In every entry below, swap "detection data" for "labeled image data" and change nothing else. Leave the pictures out of your version.
══ Working data
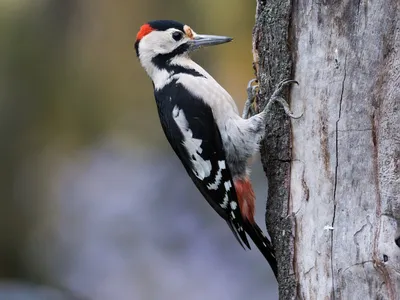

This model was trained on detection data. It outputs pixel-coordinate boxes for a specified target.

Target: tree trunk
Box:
[253,0,400,300]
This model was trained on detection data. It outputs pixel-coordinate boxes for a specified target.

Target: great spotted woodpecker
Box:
[135,20,295,276]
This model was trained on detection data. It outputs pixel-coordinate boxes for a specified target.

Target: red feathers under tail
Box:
════
• Task result
This model was trained on labeled image data. It outputs pixel-coordinate boxes for a specified target.

Target: tree trunk
Box:
[253,0,400,300]
This model was trained on labeled image data. It outputs pixel-coordinate boxes for a specified target.

Target: great spotted woodpecker
Box:
[135,20,295,276]
This model was trained on labeled image data. It outputs pixel-coordinate boxes for a specified target.

Target: red feathers under tail
Box:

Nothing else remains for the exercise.